• [Excerpted passage]
········
To culminate one last sweet-toothed caloric intake of the Chocolate Festival, I attended Carnegie’s concert of singer/songwriter ANAIS MITCHELL and opening band CUDDLE MAGIC.

I found the 6-piece opening ensemble to be a bit of a slightly robotic breath of fresh air, if those two descriptions can possibly match in one’s mind. The stage and its sonorous air was laden with keyboards, xylophones, an upright bass (wearing a shirt: the bass as well as its player), the ever-enigmatic bass clarinet, guitars, banjos, drums, and the really perfect sound of a trumpet well-played. They were quirky, to say the least. With songs both melodic and mechanical, I was struck by the intelligence of their harmonies and intervals and ideas. They did surreal songs about hippies on the moon as well as the more poetic “Pretty Thing” (beginning with the line “Once I was pretty, or so they told me…”), sung by the lovely Kristen (sorry, I didn’t catch her last name), whose voice reminded me slightly of Elena Fremmerman from Hot Club of Cowtown, though the genres of musical styles were worlds apart.
········
Point labeling examples:
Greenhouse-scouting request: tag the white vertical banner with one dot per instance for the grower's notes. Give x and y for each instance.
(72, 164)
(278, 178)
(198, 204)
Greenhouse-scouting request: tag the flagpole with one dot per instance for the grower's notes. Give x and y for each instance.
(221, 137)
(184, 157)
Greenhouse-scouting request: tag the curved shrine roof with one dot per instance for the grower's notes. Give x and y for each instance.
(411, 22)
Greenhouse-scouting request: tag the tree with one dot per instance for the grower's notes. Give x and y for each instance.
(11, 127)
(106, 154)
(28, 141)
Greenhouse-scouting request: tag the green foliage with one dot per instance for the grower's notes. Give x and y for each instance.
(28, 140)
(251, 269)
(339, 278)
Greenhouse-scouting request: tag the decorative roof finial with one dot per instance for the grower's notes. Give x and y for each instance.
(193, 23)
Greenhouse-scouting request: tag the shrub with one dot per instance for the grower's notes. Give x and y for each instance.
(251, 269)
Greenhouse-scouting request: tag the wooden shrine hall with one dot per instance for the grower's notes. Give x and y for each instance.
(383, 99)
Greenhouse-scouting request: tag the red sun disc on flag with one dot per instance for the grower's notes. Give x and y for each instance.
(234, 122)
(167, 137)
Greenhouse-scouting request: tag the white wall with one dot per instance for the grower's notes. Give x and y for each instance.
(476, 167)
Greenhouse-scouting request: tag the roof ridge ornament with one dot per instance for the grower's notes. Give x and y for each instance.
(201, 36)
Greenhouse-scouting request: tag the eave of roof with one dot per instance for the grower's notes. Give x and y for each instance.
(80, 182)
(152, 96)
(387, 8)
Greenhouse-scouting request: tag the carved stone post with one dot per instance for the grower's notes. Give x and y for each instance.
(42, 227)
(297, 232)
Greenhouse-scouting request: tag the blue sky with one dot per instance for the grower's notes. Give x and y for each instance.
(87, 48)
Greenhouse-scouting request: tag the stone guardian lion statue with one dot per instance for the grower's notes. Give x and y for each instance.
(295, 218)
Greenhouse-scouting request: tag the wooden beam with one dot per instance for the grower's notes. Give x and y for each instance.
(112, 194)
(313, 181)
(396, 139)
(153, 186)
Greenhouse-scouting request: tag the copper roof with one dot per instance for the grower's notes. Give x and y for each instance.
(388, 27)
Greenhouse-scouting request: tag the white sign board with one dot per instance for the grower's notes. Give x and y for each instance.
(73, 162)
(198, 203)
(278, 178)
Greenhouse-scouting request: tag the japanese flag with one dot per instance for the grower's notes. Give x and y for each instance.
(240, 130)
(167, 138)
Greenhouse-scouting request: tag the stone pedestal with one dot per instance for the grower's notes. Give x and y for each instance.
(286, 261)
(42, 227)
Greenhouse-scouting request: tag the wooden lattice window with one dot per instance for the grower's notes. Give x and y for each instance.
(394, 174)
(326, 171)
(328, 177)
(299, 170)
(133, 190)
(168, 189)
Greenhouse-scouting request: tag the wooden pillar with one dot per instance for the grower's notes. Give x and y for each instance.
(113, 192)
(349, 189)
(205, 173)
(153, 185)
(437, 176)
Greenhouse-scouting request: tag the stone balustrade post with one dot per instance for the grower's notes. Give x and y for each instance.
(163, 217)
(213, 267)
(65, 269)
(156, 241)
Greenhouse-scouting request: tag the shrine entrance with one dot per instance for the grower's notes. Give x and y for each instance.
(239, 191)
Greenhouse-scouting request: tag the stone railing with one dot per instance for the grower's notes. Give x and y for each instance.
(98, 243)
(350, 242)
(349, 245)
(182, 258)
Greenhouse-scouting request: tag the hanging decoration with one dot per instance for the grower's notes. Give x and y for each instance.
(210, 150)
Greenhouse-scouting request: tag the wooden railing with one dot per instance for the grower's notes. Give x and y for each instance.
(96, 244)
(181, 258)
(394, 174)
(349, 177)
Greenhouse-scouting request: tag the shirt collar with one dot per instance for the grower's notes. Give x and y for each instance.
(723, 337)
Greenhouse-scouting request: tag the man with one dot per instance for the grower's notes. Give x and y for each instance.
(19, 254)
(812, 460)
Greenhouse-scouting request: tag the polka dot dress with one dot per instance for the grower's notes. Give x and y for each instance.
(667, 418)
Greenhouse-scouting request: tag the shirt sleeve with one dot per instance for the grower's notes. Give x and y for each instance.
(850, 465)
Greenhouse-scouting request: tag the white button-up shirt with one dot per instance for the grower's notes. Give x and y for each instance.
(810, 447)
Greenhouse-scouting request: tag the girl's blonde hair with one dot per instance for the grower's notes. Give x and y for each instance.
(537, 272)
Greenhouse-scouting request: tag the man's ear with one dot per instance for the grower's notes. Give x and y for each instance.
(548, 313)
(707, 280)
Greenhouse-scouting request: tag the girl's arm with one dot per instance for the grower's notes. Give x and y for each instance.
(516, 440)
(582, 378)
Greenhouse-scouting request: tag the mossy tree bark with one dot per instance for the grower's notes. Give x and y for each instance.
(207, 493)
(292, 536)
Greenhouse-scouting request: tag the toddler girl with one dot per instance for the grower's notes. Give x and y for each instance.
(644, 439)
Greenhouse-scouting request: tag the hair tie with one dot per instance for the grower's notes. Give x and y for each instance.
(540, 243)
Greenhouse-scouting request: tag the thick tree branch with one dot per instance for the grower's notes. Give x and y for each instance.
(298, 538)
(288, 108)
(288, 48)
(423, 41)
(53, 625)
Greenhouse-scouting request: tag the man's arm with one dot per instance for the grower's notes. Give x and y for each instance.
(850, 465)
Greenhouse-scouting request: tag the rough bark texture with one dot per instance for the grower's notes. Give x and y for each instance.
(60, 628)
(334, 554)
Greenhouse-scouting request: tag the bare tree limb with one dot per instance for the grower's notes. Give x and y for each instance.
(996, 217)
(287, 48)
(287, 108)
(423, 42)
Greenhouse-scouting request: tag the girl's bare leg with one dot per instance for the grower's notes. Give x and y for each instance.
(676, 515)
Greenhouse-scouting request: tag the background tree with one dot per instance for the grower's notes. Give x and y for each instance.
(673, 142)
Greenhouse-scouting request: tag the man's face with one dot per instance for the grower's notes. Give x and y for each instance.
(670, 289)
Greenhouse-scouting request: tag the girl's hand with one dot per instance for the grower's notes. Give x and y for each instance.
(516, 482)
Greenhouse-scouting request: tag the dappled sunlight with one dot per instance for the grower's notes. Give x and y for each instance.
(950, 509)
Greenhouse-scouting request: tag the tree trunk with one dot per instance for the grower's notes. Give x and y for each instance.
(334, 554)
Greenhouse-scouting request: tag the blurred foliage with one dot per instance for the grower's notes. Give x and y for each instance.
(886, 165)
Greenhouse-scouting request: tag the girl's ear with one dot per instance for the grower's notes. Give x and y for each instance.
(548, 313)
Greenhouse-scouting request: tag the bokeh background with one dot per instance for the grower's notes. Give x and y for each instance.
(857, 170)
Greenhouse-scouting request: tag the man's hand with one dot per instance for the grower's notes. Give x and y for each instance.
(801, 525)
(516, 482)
········
• [Directive 1] Name every musical instrument that the concert review says filled the stage.
• [Directive 2] Please duplicate the passage of the concert review starting at "To culminate one" and ending at "band CUDDLE MAGIC.".
• [Directive 3] Write the next part of the concert review, picking up after its last sentence.

• [Result 1]
keyboards
xylophones
upright bass
bass clarinet
guitars
banjos
drums
trumpet

• [Result 2]
To culminate one last sweet-toothed caloric intake of the Chocolate Festival, I attended Carnegie’s concert of singer/songwriter ANAIS MITCHELL and opening band CUDDLE MAGIC.

• [Result 3]
Their was a youthful freshness of experimentation in the writings of this group. It reminded me of early days spent singing dissonant intervals with my fellow music majors in tiny practice rooms. We had the whole musical world ahead of us, and this was the feeling I got from Cuddle Magic. I imagined them as young mad scientists, harmonizing and creating inside the only lit room in the near-ruins of an ancient manor. Perhaps they are wearing lab coats with bubbling test tubes and zinging electronics filling their realm. Their harmonies were flawless and odd. They mentioned recording a CD with a “virtuoso toy pianist”. It lifted my spirit to know such things go on.

Then, Anais Mitchell took the stage. And with only slight personnel changes, the familiar opening group re-grouped and joined her. Again, there were perfect harmonies throughout, thanks to Ben Davis, Noah Hahn, and Mitchell’s long-time collaborator Rachel Ries, whose piano playing was lovely. (note: for sale at the merch table was Rachel’s own home-made marmalade.) There was alluring and seductive space in the music, and sometimes that brings to light what is important melodically.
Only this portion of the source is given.